[[ Materials provided, beginning ]]

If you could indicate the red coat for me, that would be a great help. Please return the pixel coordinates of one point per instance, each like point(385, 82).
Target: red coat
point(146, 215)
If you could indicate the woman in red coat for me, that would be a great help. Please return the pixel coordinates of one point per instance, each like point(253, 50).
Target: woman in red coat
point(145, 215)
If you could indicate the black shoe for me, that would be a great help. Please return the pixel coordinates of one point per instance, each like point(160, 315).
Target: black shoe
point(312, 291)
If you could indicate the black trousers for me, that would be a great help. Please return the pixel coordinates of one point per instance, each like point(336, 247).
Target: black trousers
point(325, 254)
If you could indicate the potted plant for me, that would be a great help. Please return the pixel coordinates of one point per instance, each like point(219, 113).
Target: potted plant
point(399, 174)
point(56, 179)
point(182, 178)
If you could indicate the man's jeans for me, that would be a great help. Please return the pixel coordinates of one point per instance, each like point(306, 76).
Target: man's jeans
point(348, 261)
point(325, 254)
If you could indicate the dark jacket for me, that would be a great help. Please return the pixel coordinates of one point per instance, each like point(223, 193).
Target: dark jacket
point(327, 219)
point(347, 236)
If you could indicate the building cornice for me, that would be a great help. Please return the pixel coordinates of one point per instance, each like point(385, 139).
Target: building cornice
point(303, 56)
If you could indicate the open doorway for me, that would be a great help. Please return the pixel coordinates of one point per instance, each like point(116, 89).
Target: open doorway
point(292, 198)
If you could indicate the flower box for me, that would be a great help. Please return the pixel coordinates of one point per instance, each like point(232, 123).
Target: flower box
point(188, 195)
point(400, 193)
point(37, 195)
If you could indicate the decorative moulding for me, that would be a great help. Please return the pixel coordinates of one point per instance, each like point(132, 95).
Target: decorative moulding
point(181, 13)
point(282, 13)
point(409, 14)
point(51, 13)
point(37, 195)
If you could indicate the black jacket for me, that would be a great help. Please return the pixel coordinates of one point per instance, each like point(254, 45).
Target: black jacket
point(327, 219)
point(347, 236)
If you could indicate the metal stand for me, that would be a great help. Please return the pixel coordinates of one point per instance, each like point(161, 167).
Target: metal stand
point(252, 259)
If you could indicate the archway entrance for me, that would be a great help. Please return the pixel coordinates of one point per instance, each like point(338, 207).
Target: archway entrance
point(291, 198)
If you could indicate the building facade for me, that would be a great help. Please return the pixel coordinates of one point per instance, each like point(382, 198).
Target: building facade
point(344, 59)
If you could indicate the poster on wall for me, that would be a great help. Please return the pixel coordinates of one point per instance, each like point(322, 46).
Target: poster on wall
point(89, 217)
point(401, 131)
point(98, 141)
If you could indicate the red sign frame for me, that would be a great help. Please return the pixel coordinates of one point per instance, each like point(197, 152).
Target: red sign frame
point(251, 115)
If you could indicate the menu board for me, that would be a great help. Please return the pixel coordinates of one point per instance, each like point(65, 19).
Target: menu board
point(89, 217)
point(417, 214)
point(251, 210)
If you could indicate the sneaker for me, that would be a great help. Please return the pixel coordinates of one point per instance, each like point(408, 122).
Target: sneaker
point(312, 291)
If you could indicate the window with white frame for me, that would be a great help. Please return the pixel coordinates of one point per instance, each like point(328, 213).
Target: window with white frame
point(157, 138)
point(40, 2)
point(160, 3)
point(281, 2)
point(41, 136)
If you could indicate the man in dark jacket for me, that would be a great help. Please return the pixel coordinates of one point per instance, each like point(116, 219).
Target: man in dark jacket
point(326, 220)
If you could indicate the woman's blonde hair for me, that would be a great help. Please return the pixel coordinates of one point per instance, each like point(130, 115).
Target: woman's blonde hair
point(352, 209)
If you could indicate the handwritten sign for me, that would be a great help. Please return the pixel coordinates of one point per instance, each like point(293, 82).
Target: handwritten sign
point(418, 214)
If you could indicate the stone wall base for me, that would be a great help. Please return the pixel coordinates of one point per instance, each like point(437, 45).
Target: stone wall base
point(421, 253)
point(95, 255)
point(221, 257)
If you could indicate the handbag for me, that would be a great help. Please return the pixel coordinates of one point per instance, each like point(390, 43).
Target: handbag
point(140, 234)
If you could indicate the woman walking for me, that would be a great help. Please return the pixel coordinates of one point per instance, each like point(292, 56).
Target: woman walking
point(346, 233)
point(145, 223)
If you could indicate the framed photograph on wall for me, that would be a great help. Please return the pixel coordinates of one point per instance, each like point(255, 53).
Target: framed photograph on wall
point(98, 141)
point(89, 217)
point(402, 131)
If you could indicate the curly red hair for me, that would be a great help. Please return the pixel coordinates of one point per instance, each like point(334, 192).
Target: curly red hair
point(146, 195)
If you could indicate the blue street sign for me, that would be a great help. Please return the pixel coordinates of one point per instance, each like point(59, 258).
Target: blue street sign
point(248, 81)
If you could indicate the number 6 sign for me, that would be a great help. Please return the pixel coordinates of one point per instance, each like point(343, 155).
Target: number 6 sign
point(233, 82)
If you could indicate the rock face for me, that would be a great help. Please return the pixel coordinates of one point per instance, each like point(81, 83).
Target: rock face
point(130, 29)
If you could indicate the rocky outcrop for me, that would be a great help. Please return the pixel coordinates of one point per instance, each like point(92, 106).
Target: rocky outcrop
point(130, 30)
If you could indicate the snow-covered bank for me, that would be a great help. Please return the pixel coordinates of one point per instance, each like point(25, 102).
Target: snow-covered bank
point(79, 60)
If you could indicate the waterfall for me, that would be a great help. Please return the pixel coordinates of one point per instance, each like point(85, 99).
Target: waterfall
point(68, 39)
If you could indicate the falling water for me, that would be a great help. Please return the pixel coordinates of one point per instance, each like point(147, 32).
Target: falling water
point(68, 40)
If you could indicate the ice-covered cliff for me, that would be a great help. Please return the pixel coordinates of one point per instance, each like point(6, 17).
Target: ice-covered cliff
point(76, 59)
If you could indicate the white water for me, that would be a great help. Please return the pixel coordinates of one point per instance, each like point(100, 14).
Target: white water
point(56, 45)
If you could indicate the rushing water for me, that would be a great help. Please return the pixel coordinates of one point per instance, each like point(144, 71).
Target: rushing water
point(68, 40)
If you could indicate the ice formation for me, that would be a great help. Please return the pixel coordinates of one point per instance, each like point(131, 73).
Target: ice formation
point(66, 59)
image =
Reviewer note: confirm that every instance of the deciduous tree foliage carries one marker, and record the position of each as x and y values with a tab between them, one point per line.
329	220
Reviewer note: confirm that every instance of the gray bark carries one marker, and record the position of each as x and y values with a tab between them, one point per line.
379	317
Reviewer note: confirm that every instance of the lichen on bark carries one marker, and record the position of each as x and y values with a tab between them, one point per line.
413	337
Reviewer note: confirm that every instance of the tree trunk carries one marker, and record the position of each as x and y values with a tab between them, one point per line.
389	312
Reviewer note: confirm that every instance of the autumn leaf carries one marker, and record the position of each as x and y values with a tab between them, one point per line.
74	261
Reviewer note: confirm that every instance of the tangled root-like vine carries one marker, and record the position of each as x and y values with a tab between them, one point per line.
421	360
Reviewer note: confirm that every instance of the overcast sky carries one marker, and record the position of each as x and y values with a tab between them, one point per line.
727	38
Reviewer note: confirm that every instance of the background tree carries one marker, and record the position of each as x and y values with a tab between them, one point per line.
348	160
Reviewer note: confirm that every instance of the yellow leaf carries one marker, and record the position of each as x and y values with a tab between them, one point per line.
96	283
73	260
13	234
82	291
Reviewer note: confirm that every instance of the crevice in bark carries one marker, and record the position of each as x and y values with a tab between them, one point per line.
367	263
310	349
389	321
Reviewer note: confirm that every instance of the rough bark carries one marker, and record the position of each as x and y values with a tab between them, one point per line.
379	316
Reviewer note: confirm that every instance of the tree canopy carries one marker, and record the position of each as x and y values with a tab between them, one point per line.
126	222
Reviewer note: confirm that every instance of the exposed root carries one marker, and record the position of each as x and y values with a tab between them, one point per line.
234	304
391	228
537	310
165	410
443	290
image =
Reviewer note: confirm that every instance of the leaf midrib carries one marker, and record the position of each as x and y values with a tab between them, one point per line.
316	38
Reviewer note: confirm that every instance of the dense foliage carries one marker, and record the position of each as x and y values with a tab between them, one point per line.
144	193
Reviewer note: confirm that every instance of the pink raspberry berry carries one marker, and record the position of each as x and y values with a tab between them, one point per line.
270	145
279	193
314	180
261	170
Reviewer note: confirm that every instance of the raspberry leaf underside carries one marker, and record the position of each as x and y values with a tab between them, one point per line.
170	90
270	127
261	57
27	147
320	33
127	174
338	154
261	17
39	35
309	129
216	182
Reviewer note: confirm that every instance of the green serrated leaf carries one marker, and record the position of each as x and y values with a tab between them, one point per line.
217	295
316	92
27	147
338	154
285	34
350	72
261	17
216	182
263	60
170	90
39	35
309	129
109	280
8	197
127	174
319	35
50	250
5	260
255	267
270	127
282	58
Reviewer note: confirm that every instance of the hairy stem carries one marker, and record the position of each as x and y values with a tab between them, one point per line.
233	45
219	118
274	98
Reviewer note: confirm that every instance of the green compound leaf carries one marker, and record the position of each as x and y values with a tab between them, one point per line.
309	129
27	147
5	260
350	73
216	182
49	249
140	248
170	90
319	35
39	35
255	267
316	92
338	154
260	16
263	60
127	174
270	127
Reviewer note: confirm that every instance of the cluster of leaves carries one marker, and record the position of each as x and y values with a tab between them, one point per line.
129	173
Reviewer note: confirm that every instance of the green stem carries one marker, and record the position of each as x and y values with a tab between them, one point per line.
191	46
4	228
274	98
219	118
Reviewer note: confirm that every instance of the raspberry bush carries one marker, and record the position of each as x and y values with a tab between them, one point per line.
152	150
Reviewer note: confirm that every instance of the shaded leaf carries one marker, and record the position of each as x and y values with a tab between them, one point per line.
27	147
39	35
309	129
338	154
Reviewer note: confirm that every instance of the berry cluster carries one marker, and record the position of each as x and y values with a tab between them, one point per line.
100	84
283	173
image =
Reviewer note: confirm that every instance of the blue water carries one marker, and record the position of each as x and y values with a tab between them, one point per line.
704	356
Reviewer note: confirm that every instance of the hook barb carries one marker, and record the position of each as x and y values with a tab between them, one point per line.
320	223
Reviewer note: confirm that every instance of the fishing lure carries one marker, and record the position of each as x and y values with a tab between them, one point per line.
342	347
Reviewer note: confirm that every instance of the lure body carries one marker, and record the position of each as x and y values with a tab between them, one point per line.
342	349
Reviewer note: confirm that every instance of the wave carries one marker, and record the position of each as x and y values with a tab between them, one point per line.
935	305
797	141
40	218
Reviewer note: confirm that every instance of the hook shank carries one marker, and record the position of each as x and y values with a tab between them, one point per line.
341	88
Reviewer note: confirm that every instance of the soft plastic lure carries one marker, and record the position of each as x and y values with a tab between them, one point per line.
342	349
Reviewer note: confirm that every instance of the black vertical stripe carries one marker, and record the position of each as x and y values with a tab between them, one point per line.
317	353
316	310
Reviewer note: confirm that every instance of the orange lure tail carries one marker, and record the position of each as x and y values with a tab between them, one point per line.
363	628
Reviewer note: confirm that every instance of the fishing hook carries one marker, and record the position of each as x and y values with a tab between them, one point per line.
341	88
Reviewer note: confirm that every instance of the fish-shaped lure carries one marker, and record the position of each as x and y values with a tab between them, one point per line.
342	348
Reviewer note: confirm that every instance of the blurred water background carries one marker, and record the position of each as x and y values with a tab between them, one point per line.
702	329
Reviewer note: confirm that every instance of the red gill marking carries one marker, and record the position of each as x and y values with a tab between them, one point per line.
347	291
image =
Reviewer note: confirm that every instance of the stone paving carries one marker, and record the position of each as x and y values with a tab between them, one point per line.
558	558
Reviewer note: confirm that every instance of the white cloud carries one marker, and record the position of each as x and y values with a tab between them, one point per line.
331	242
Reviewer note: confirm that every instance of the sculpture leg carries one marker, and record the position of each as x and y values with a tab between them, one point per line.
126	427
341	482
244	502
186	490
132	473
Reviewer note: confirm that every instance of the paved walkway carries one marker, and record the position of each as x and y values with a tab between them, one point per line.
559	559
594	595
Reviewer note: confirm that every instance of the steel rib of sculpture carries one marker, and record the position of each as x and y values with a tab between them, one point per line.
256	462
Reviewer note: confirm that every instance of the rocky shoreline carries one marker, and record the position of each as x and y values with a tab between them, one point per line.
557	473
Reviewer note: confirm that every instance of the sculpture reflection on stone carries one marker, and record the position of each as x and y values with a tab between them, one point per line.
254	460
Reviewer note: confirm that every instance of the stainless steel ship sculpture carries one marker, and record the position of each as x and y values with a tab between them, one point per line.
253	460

[[ Materials provided, end ]]

What to work on » Among the entries above, find the line with "If you could indicate the blue" and the line with "If you could indicate the rock face"; give again exactly these two lines and all lines between them.

Written response »
If you could indicate the blue street sign for me, that would be a great help. Please return the pixel coordinates of one point per instance, each like point(59, 258).
Target: blue street sign
point(248, 81)
If you could indicate the number 6 sign for me, that would be a great help. Please return the pixel coordinates of one point per instance, each like point(343, 155).
Target: number 6 sign
point(233, 82)
If you could indicate the rock face for me, that would be a great help. Please return the pixel coordinates of one point per instance, each like point(81, 83).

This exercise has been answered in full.